-- START OF Available data --
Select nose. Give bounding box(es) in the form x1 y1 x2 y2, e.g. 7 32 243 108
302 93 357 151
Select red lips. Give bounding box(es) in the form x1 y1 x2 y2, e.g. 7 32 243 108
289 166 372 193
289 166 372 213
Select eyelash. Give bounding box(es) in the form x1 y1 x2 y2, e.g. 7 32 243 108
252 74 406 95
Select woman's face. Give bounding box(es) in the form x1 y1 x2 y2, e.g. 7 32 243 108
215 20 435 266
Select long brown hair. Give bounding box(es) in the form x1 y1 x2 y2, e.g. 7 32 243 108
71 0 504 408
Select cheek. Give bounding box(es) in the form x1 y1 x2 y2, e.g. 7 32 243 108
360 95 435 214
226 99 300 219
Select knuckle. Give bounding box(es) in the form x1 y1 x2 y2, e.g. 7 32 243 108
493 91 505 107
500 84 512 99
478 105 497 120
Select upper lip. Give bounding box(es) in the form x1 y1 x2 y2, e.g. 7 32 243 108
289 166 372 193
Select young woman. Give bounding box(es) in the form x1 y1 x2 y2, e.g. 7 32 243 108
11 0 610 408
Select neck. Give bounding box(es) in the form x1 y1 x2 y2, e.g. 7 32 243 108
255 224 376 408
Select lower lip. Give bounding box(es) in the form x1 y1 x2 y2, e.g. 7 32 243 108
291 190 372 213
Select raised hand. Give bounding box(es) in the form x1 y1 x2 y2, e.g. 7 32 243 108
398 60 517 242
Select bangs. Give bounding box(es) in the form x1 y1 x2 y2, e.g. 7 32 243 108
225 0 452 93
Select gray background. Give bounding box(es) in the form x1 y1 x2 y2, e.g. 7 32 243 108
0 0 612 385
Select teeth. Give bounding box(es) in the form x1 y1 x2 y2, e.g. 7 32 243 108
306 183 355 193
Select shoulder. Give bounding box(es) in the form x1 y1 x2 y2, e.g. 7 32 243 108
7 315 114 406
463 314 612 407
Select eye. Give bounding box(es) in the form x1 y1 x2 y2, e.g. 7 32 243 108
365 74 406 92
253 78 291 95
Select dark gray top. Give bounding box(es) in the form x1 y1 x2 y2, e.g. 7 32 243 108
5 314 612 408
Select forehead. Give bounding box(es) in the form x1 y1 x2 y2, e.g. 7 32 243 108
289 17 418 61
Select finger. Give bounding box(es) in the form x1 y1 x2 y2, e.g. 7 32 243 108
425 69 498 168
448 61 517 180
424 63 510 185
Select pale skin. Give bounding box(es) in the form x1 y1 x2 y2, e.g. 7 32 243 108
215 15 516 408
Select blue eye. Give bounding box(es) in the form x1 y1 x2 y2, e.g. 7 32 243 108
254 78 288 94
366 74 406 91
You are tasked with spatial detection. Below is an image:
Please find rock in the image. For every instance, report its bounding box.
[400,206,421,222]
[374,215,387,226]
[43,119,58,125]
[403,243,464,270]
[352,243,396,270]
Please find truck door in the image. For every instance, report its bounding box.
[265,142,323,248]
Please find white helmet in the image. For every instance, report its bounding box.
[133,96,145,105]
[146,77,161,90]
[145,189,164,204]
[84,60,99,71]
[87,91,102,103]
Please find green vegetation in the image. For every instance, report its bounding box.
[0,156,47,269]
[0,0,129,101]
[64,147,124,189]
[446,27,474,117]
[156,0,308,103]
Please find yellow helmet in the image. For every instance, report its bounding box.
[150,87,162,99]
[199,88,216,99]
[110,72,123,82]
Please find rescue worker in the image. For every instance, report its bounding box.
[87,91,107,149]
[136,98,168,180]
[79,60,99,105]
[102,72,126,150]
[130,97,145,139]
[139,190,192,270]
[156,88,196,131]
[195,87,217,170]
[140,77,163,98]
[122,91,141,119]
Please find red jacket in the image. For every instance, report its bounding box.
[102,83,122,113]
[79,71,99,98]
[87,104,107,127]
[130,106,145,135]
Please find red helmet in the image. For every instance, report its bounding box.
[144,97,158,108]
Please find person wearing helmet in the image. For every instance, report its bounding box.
-- END OF Available data --
• **Short task**: Could you restate every row above with each "helmet" changed to "hard hat" and nothing else altered?

• **Worked answer**:
Select nose. Give bounding box(es) in the form x1 y1 x2 y2, e.g. 7 32 243 108
302 93 357 151
Select red lips. Give bounding box(es) in the form x1 y1 x2 y2, e.g. 7 32 243 108
289 166 372 193
289 166 372 213
Select eyelash. Give bounding box(es) in the form x1 y1 x2 y2, e.g. 7 32 243 108
252 74 406 95
Select woman's face. Give bounding box(es) in the form x1 y1 x2 y2, e.g. 7 32 243 108
215 20 435 266
Select long brown hair. Give bounding box(es) in the form x1 y1 x2 y2, e.g. 7 32 243 108
71 0 504 408
Select cheek. Give bounding box(es) in the form x1 y1 x2 y2, e.g. 7 32 243 108
360 95 435 214
226 99 300 219
Select knuckle. Give bounding box(es) in the form x1 y1 x2 y2, e.g. 7 32 243 108
493 91 505 107
500 84 512 99
478 105 497 120
Select upper lip. Give bounding box(es) in the form x1 y1 x2 y2, e.g. 7 32 243 108
289 166 372 193
Select young woman. Give bounding box(es) in the form x1 y1 x2 y2, e.g. 7 32 243 108
11 0 610 408
Select neck. Give bounding box(es) in the form x1 y1 x2 y2, e.g. 7 32 243 108
255 224 376 408
Select lower lip. Give bounding box(es) in the form x1 y1 x2 y2, e.g. 7 32 243 108
291 190 372 213
Select raised hand. Give bounding box(es) in the form x1 y1 x2 y2, e.g. 7 32 243 108
398 60 517 242
Select bangs. Give bounding box(es) in the form x1 y1 x2 y2, e.g. 7 32 243 108
225 0 452 93
Select gray background. Give bounding box(es) in the form x1 y1 x2 y2, e.g. 7 32 243 108
0 0 612 385
Select teeth. Give bounding box(es) in the form x1 y1 x2 y2, e.g. 7 32 243 108
306 183 355 193
Select shoulder. Give bounding box(es) in the form x1 y1 x2 y2, e.g. 7 32 243 108
7 315 114 406
463 314 612 407
Select eye. Give bounding box(es) in the form x1 y1 x2 y2, e.g. 7 32 243 108
365 74 406 92
253 78 291 95
Select dark gray top. Give bounding box(es) in the form x1 y1 x2 y2, e.g. 7 32 243 108
5 314 612 408
Select forehead. Give bounding box(es) in the form x1 y1 x2 y2, e.g. 7 32 243 108
289 17 418 61
Select finger. Give bounding box(es) in the form x1 y1 x2 y2, e.g. 7 32 243 108
425 69 498 168
448 61 517 180
424 63 510 185
Select pale skin. Give bounding box(es) in the form x1 y1 x2 y2, e.g. 7 32 243 108
215 15 516 408
Select blue eye. Give bounding box(es) in the form x1 y1 x2 y2, e.g. 7 32 243 108
254 78 288 94
366 74 406 91
You are tasked with spatial detection. Below is an image:
Please find rock in the image. For every instance, report its bounding box.
[400,206,421,222]
[374,215,387,226]
[43,119,58,125]
[403,243,464,270]
[352,243,396,270]
Please find truck door in the image. For every instance, report its bounding box.
[265,142,323,248]
Please find white hard hat in the image. For every instance, report its bounding box.
[133,96,145,105]
[146,77,161,90]
[145,189,164,204]
[84,60,99,71]
[87,91,102,103]
Please find green vegetation in the image. For every instance, report its bounding box.
[0,156,47,269]
[0,0,129,101]
[64,147,124,189]
[446,27,474,117]
[156,0,308,103]
Please find yellow hard hat in the image. For every instance, report its bounding box.
[150,87,162,99]
[199,88,216,99]
[110,72,123,82]
Please find rescue worker in the image. For every instance, report its bounding box.
[87,91,107,149]
[136,98,168,180]
[79,60,99,105]
[102,72,126,150]
[130,97,145,139]
[139,190,192,270]
[156,88,196,131]
[195,87,217,170]
[140,77,163,98]
[122,91,141,119]
Please find red jacket in the image. For every instance, report its bounding box.
[102,83,122,113]
[79,71,99,98]
[87,104,107,127]
[130,106,145,135]
Please find red hard hat in the image. For every instance, report its bounding box.
[144,97,158,108]
Please find person wearing hard hat in the image. For every instance, report its bounding box.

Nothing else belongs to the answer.